Deine Aufgabe: Schreibe den nachstehenden Text zur IT-Marktprognose von Diebold vollständig und Wort für Wort ab.

Seitentext:
┄┄┄┄┄┄
Diebold begründet diese auf den ersten Blick überraschende Aussage mit dem nach wie vor großen Bedarf an expliziten Branchenlösungen. Die Ausweitung der Nachfrage nach Standardapplikationen und das Thema Digital Business treiben ihrerseits wiederum das Implementierungs- und Systemintegrations-Geschäft an, hieß es auf dem Marktforum 2000 weiter. Diebold erwartet deshalb im Software-Projektgeschäft, das im abgelaufenen Jahr etwa 17 Milliarden Mark in die Kasse der einschlägigen Anbieter brachte, für 2001 ein Plus von etwa 12,5 Prozent ­ wobei Entwicklungsprojekte mit einem Wachstum von 9,8 Prozent und das Thema IT-Consulting mit einer Steigerung von knapp 15 Prozent zu Buche schlagen sollen. Insgesamt werde es, so Diebold, zu deutlich höheren Anforderungen an die Softwareanbieter in puncto Integrationskompetenz , Prozessberatung und -Unterstützung sowie Projekt-Management kommen.

ASP-Geschäft hat gute Karten

Recht diffus wird sich im kommenden Jahr den Diebold-Prognosen zufolge das Geschäft mit IT-Dienstleistungen entwickeln, einem der derzeit ohnehin umkämpftesten Marktsegmente. Dort sei mit einer eher verhaltenen Marktdynamik, insbesondere bei Hardware-Maintenance und Desktop-Services, zu rechnen, während die Wachstumskurve beim klassischen Outsourcing, vielfach unter neuer Etikettierung wie Application-Service-Providing (ASP) vermarktet, mit einem Plus von knapp neun Prozent wieder steiler nach oben gehen dürfte.
┄┄┄┄┄┄
Vorliegende Datensätze:

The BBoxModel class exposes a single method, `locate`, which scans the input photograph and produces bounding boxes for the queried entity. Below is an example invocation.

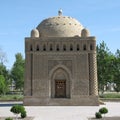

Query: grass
[0,95,23,101]
[100,92,120,98]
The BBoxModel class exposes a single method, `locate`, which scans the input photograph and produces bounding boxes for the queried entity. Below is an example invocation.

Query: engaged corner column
[89,52,98,96]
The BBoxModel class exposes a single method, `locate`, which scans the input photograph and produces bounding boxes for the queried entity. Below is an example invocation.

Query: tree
[114,49,120,92]
[0,49,7,64]
[11,53,25,90]
[0,75,7,95]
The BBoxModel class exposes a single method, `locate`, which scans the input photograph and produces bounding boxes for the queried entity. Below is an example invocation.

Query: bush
[10,105,21,114]
[99,107,108,114]
[21,111,27,118]
[10,105,27,119]
[5,117,13,120]
[95,112,102,119]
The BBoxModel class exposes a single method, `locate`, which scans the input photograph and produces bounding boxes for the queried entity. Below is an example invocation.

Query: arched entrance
[50,67,70,98]
[55,79,66,98]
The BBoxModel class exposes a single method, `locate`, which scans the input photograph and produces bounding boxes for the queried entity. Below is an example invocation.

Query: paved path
[0,102,120,120]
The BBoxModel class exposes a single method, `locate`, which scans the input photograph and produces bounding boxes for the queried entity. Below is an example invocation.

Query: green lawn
[0,95,23,100]
[100,92,120,98]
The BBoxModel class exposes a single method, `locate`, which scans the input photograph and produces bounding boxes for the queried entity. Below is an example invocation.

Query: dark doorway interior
[55,80,66,98]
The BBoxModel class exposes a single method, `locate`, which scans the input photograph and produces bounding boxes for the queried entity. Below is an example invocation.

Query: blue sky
[0,0,120,69]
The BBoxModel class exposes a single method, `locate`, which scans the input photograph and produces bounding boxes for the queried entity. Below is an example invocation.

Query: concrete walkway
[0,102,120,120]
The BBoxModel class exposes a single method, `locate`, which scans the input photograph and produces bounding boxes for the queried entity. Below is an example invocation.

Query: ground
[0,102,120,120]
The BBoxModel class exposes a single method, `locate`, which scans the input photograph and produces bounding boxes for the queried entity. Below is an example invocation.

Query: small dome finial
[58,9,62,16]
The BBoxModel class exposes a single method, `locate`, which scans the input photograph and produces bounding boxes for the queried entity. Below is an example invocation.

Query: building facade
[24,11,99,105]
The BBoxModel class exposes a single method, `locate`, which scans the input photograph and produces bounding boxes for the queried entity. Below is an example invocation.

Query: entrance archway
[55,80,66,98]
[50,67,71,98]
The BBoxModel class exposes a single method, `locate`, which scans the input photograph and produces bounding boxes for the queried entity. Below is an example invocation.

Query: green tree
[114,49,120,92]
[11,53,25,90]
[0,75,8,95]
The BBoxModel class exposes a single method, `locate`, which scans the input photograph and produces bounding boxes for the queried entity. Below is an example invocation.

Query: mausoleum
[24,10,99,106]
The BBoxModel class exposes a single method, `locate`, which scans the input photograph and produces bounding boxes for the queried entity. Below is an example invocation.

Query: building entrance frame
[55,80,66,98]
[49,65,72,98]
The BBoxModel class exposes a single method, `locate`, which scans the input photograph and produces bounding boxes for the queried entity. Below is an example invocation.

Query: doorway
[55,80,66,98]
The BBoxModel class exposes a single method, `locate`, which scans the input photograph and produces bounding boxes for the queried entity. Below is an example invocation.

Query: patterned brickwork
[89,53,98,95]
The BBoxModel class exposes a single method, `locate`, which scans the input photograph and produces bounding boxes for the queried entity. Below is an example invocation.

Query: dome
[31,29,39,37]
[81,28,90,37]
[37,13,83,37]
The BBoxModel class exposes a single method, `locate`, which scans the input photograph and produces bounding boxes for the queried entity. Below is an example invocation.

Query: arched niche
[49,65,71,98]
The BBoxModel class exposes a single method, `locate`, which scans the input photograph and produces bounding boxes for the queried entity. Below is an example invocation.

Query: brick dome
[37,15,83,37]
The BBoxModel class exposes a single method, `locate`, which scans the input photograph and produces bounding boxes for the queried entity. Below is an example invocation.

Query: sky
[0,0,120,69]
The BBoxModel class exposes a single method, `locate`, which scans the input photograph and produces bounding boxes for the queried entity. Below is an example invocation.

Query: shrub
[99,107,108,114]
[21,111,27,118]
[10,105,27,119]
[10,105,21,114]
[5,117,13,120]
[95,112,102,119]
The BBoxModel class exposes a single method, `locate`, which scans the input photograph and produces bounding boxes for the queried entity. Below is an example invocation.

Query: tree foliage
[0,75,7,95]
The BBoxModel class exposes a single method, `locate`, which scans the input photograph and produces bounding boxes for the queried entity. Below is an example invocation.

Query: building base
[23,96,99,106]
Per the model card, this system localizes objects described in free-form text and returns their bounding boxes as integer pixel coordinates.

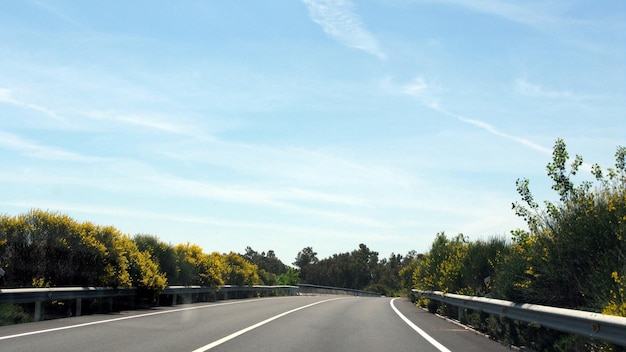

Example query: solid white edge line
[389,298,451,352]
[192,297,342,352]
[0,298,278,341]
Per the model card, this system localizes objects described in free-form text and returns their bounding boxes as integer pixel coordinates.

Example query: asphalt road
[0,296,510,352]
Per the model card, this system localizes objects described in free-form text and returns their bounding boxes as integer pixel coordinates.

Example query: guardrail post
[74,298,83,317]
[33,301,41,321]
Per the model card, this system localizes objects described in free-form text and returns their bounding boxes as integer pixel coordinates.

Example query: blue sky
[0,0,626,263]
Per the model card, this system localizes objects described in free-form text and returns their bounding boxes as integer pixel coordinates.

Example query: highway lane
[0,296,509,352]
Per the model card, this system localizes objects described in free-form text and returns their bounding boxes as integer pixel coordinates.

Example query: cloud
[80,111,213,141]
[0,88,66,121]
[424,0,562,27]
[400,77,552,155]
[515,78,595,100]
[302,0,385,59]
[0,131,103,162]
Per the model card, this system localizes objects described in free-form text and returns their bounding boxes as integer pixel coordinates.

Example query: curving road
[0,296,510,352]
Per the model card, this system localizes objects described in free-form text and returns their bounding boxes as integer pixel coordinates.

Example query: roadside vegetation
┄┄┄┄┄┄
Richtige Ausgabe:
Diebold begründet diese auf den ersten Blick überraschende Aussage mit dem nach wie vor großen Bedarf an expliziten Branchenlösungen. Die Ausweitung der Nachfrage nach Standardapplikationen und das Thema Digital Business treiben ihrerseits wiederum das Implementierungs- und Systemintegrations-Geschäft an, hieß es auf dem Marktforum 2000 weiter. Diebold erwartet deshalb im Software-Projektgeschäft, das im abgelaufenen Jahr etwa 17 Milliarden Mark in die Kasse der einschlägigen Anbieter brachte, für 2001 ein Plus von etwa 12,5 Prozent ­ wobei Entwicklungsprojekte mit einem Wachstum von 9,8 Prozent und das Thema IT-Consulting mit einer Steigerung von knapp 15 Prozent zu Buche schlagen sollen. Insgesamt werde es, so Diebold, zu deutlich höheren Anforderungen an die Softwareanbieter in puncto Integrationskompetenz , Prozessberatung und -Unterstützung sowie Projekt-Management kommen.

ASP-Geschäft hat gute Karten

Recht diffus wird sich im kommenden Jahr den Diebold-Prognosen zufolge das Geschäft mit IT-Dienstleistungen entwickeln, einem der derzeit ohnehin umkämpftesten Marktsegmente. Dort sei mit einer eher verhaltenen Marktdynamik, insbesondere bei Hardware-Maintenance und Desktop-Services, zu rechnen, während die Wachstumskurve beim klassischen Outsourcing, vielfach unter neuer Etikettierung wie Application-Service-Providing (ASP) vermarktet, mit einem Plus von knapp neun Prozent wieder steiler nach oben gehen dürfte.